**TEXT PROVIDED**.
Newer antiretroviral (ARV) drugs in existing and novel classes are highly effective in treatment-experienced patients, but physicians must be careful to screen adequately for resistance patterns and sensitivity to agents, said Kimberly Y. Smith, MD, MPH, associate professor of medicine at Rush University Medical Center at a session on state-of-the-art HIV care at the 48th Annual ICAAC/IDSA 46th Annual Meeting in Washington, D.C., last month.
Recently approved ARVs offer virologic efficacy in multidrug-resistant patients, usually with minimal adverse events. Since few agents with demonstrated activity against multi-drug resistant virus are in the pipeline for the near future, Dr. Smith noted, “We need to get the most out of these new agents; thus, the most effective use of them requires strategic planning.”
The entry inhibitor maraviroc provides a good example of the importance of carefully selecting a drug regimen based on patient profiles. While physicians are aware that maraviroc can be very effective in patients with R5-tropic virus, some might not be aware that the less sensitive first-generation tropism assay (Trofile) was recently replaced by a more sensitive one (Trofile ES). Trofile ES is expected to do a better job of identifying patients with low levels of X4 virus who are not good candidates for treatment with maraviroc.
Dr. Smith highlighted a regimen including three recently approved drugs—the protease inhibitor darunavir (with ritonavir) plus non-nucleoside reverse-transcriptase inhibitor etravirine plus integrase inhibitor raltegravir—that resulted in high rates of viral suppression and recovery of CD4+ cells in highly treatment-experienced patients. Further studies investigating this combination are ongoing.
New Drugs for the Treatment-Naïve?
The success of new ARVs in treatment-experienced patients has some wondering whether the drugs, particularly from the new classes, are appropriate for treatment-naïve patients. Some are and some are not, reported Dr. Smith.
Maraviroc, in fact, was demonstrated to be less effective than efavirenz in the MERIT study, which was reported at the 2007 International AIDS Society (IAS) meeting. However, a poster presentation presented at the ICAAC/IDSA meeting suggested that maraviroc might have been more successful had the more sensitive tropism assay been available at the time.
Raltegravir has been shown to be as effective as efavirenz, reported Dr. Smith. A large phase III study comparing efavirenz to raltegravir (both in combination with fixed dose tenofovir plus emtricitabine) in treatment-naïve patients was presented by Lennox et al. at this year’s meeting. This study demonstrated high rates of viral suppression in subjects on both treatment arms of the study, with fewer side effects observed in the raltegravir-treated subjects.
Etravirine will like be used less often in treatment-naïve subjects due to its twice daily dosing.
Of the new agents, only darunavir is currently recommended for use in treatment-naïve patients. Once-daily dosing of this agent has been proven to be highly effective in this population, and long-term efficacy and tolerability are being studied. Both the U.S. Department of Health and Human Services and IAS-USA guidelines include darunavir among its protease-inhibitor treatment options, and the Food and Drug Administration has recently approved this agent for treatment-naïve patients.
Dr. Smith advised physicians to address adherence issues for all patients before initiating or switching therapy. However, for physicians switching patients from a failing regimen, she said, “Don’t wait too long, since additional mutations can accumulate that may affect the success of new agents.”

[Entries drawn from a dataset]
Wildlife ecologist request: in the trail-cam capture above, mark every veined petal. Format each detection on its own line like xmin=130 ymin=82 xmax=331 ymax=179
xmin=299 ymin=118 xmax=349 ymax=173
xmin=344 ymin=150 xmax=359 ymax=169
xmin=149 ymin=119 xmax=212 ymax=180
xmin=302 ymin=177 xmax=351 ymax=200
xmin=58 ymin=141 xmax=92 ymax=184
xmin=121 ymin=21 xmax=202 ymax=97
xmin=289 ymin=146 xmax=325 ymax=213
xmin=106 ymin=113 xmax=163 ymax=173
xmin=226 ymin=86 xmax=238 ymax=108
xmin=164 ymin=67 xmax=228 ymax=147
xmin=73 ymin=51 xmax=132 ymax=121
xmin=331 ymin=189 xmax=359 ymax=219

**BRIEF**.
In the text on new HIV drugs, shorten the paragraph that begins "Of the new agents, only darunavir" into a bulleted list that keeps its main facts.

**RESULT FOR THIS EXERCISE**.
- Darunavir is the only new agent currently recommended for treatment-naïve patients.
- Once-daily dosing has proven highly effective in this group.
- Long-term efficacy and tolerability are being studied.
- U.S. Department of Health and Human Services and IAS-USA guidelines list it among protease-inhibitor options.
- The Food and Drug Administration recently approved it for treatment-naïve patients.